BEGIN Selected extract

A:As you note, doctors don’t really know a great deal about Bell’s palsy, or facial paralysis. What they do know is that it has to do with the seventh cranial nerve, as you say, and may have to do with edema (swelling) of the nerve at the base of the skull, possibly as the after-effect of a virus. It strikes at any age, but can also be brought on (very rarely) by pregnancy.

The main symptoms are paralysis of all the muscles of one side of the face, including those of the eyelid and the forehead. During the attack, it’s difficult to speak or eat, but the most troublesome aspect is usually the inability to blink, with its effect on the eye. The attack usually lasts about three weeks, and three-quarters or more of people completely recover after a few months, although the rest are left with a slight weakness (or facial “droop) and some wasting.

Because medicine is really grappling in the dark here, all they can offer is steroids, in hopes that it reduces the inflammation, and some measures to make sure the cornea of the eye isn’t damaged because you are unable to close the lid. Some doctors also inject adrenocorticotrophic hormone (ACTH), in order to kickstart your own adrenal glands into working harder. According to Stephen Gascoigne (The Manual of Conventional Medicine for Alternative Practitioners, II, Jigme Press, Dorking, Surrey, 1994), doctors even resort to plastic surgery with those people with persistent paralysis, attempting to reactivate the damaged nerves by attaching them to a normal one.

According to Gascoigne, the condition is common in China during the spring winds, which howl at that time of year. Many sufferers report that their palsy arose after they’d been caught in a draught. In Gascoigne’s experience (as a practitioner of traditional Chinese medicine), these cases usually are characterized, in TCM terms, as a “WindCold Invasion” affecting the channels of the face. He also finds that it is common to see problems of facial pain in people with digestive (Stomach or Spleen) weakness.

If you wish to pursue the alternative route, you may wish to find a highly trained TCM acupuncturist and herbalist, who can work on strengthening your inherent weaknesses in these areas. But do make sure to find a practitioner who is highly experienced, particularly in treating Westerners with Chinese herbs. Christine Steward, vice president of the National Institute of Medical Herbalists in Exeter, who writes in our letters column (see Letters, page 8), warns that, generally speaking, Westerners can only tolerate dosages of Chinese herbs that are considerably lower than those prescribed in China. That means it’s a good idea to check that the practitioner you intend to go to has had some sort of training in the West.

END Selected extract
BEGIN Dataset records

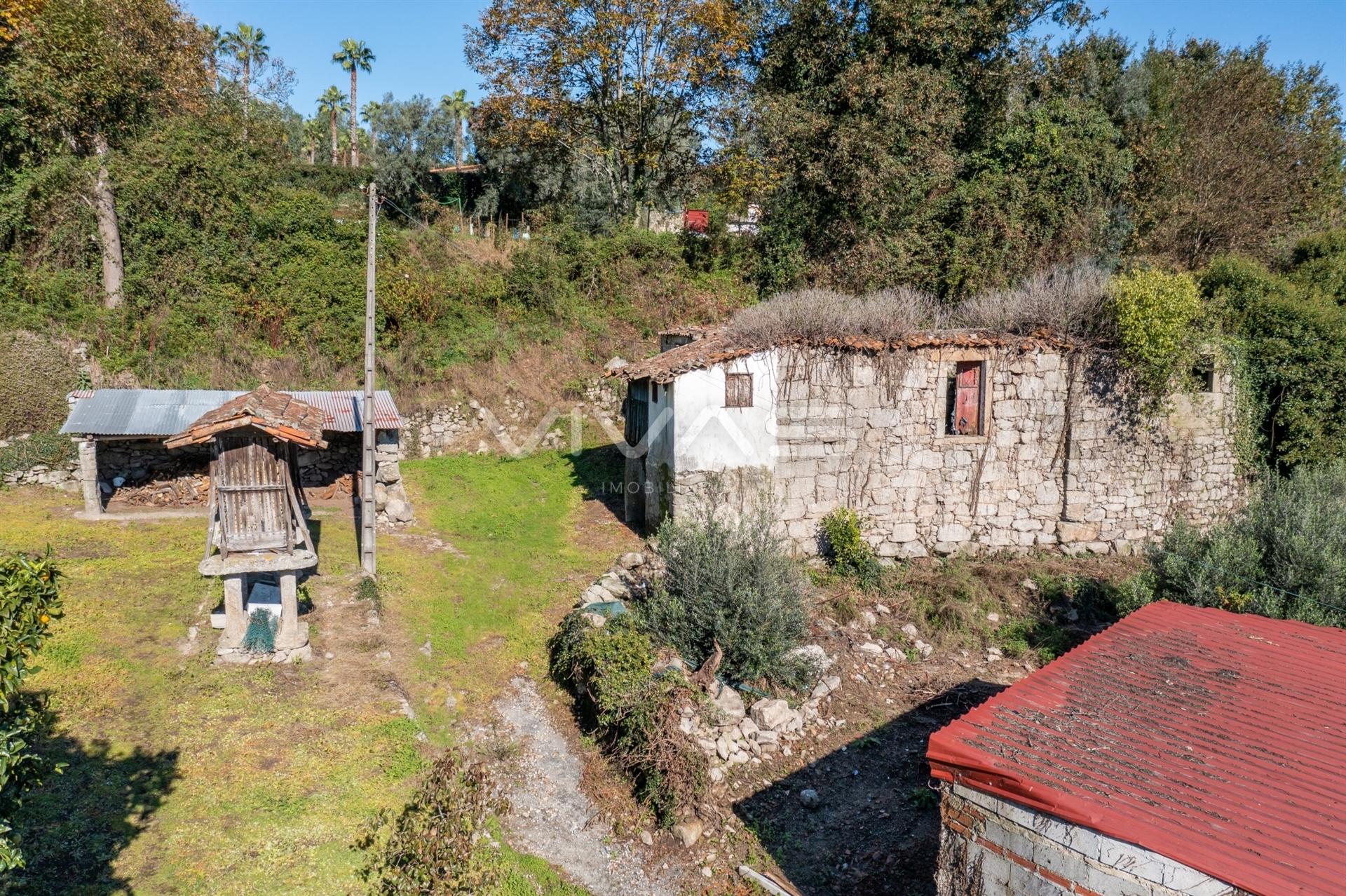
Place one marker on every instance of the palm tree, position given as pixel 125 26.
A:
pixel 354 57
pixel 456 105
pixel 250 48
pixel 370 115
pixel 333 102
pixel 313 135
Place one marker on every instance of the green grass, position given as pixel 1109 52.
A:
pixel 516 522
pixel 190 780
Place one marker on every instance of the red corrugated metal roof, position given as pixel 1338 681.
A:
pixel 1211 738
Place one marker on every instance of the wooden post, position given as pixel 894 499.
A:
pixel 367 480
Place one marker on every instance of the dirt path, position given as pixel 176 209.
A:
pixel 552 817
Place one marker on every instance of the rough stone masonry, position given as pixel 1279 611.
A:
pixel 1066 456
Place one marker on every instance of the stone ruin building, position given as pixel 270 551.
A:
pixel 949 442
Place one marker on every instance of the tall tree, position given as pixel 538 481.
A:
pixel 215 46
pixel 333 102
pixel 88 73
pixel 248 45
pixel 617 88
pixel 370 115
pixel 354 57
pixel 1235 154
pixel 313 136
pixel 458 108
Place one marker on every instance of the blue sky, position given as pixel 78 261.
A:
pixel 419 43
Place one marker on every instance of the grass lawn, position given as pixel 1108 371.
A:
pixel 185 778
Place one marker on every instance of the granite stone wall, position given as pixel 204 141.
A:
pixel 1069 456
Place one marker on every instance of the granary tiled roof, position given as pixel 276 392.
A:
pixel 276 414
pixel 1211 738
pixel 718 346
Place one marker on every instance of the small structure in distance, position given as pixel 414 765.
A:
pixel 254 513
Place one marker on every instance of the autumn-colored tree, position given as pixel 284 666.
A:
pixel 333 104
pixel 617 88
pixel 354 57
pixel 86 73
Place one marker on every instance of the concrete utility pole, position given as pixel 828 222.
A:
pixel 367 414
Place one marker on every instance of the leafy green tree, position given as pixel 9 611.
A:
pixel 333 104
pixel 84 76
pixel 354 57
pixel 29 603
pixel 1232 152
pixel 609 92
pixel 873 114
pixel 370 115
pixel 416 135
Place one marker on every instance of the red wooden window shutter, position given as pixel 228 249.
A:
pixel 967 407
pixel 738 391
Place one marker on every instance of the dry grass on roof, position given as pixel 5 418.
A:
pixel 1065 301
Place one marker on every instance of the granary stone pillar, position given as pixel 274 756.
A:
pixel 236 620
pixel 292 634
pixel 89 477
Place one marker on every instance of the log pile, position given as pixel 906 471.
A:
pixel 182 491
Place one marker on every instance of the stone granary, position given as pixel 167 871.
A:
pixel 254 518
pixel 1183 751
pixel 948 442
pixel 120 433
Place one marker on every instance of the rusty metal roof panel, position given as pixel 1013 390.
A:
pixel 1211 738
pixel 166 412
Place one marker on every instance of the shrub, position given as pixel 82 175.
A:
pixel 49 448
pixel 847 549
pixel 260 637
pixel 728 581
pixel 636 716
pixel 29 602
pixel 1283 557
pixel 434 846
pixel 1154 313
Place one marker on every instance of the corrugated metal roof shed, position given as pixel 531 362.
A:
pixel 1211 738
pixel 166 412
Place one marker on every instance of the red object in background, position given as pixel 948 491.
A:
pixel 1211 738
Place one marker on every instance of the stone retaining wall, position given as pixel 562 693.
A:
pixel 1068 458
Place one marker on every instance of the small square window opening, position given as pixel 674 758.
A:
pixel 964 398
pixel 738 391
pixel 1204 374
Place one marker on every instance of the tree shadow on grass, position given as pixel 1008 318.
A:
pixel 876 829
pixel 73 828
pixel 601 471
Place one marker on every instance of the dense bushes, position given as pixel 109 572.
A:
pixel 435 846
pixel 634 713
pixel 1284 556
pixel 1154 313
pixel 29 602
pixel 730 581
pixel 845 548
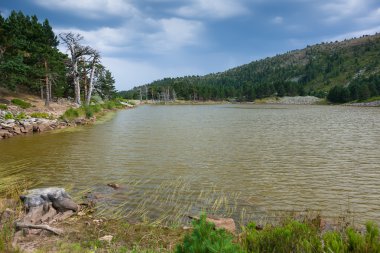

END Dataset records

Parts of the exercise:
1. From the Bell's palsy passage, reproduce the part from "Because medicine is" to "a normal one.".
2. Condense the paragraph of the Bell's palsy passage that begins "Because medicine is really grappling in the dark here" into a bulleted list that keeps its main facts.

Answers to the problems:
1.
Because medicine is really grappling in the dark here, all they can offer is steroids, in hopes that it reduces the inflammation, and some measures to make sure the cornea of the eye isn’t damaged because you are unable to close the lid. Some doctors also inject adrenocorticotrophic hormone (ACTH), in order to kickstart your own adrenal glands into working harder. According to Stephen Gascoigne (The Manual of Conventional Medicine for Alternative Practitioners, II, Jigme Press, Dorking, Surrey, 1994), doctors even resort to plastic surgery with those people with persistent paralysis, attempting to reactivate the damaged nerves by attaching them to a normal one.

2.
- Doctors can offer only steroids, hoping they reduce the inflammation.
- Measures are taken to keep the cornea from being damaged, since the eyelid cannot close.
- Some doctors inject adrenocorticotrophic hormone (ACTH) to make the patient's own adrenal glands work harder.
- According to Stephen Gascoigne, doctors may use plastic surgery for persistent paralysis. They attach the damaged nerves to a normal one to try to reactivate them.